_EXERCISE DETAILS:_
Locate the line containing "Target: grassy riverbank" in the data below. Reproduce it and every following line up to the end, exactly as given.

_EXTRACTED INFORMATION:_
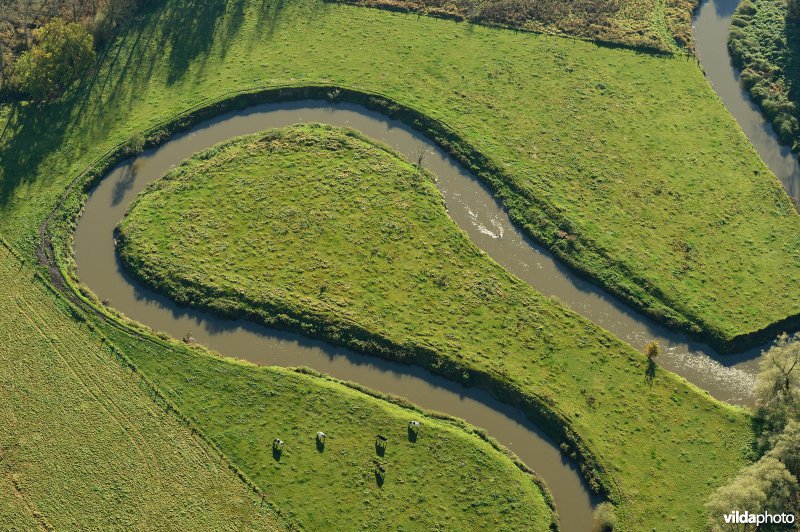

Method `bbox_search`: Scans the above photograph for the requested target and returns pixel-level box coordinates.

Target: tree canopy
[13,18,94,101]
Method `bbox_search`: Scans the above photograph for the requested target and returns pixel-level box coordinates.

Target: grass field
[0,243,282,530]
[117,125,755,530]
[0,0,792,527]
[729,0,800,149]
[1,0,797,352]
[0,237,554,530]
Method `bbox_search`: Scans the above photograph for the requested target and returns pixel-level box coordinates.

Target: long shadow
[375,440,386,456]
[710,0,739,18]
[111,162,138,206]
[0,99,71,207]
[645,358,656,385]
[0,0,256,208]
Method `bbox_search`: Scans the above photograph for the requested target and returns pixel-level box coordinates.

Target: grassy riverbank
[0,238,554,530]
[118,125,755,530]
[2,0,797,351]
[335,0,698,54]
[111,335,557,530]
[729,0,800,150]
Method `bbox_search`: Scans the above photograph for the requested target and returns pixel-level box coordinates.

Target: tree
[706,456,799,531]
[644,340,660,359]
[12,18,94,101]
[754,333,800,443]
[769,420,800,478]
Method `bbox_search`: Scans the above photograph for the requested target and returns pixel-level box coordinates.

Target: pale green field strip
[0,243,281,530]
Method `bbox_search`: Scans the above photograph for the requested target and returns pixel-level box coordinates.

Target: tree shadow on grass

_TASK RESPONSE:_
Target: grassy riverbank
[0,238,554,530]
[118,125,755,530]
[2,0,797,351]
[335,0,698,54]
[111,335,557,530]
[729,0,800,150]
Method `bbox_search`: Scans the above photograph for the requested target and returns pixel-level box coordinates.

Target: tree
[706,456,799,531]
[644,340,660,359]
[12,18,94,101]
[754,333,800,443]
[769,420,800,478]
Method `bbox_search`: Scans the above photograph for the requested target and returns pixel-level box coordinates.

Target: pale green field strip
[0,243,281,530]
Method `bbox_search`: Scans the above photograph for the requested target and returns pixel-level box coordinates.

Target: tree shadow on grass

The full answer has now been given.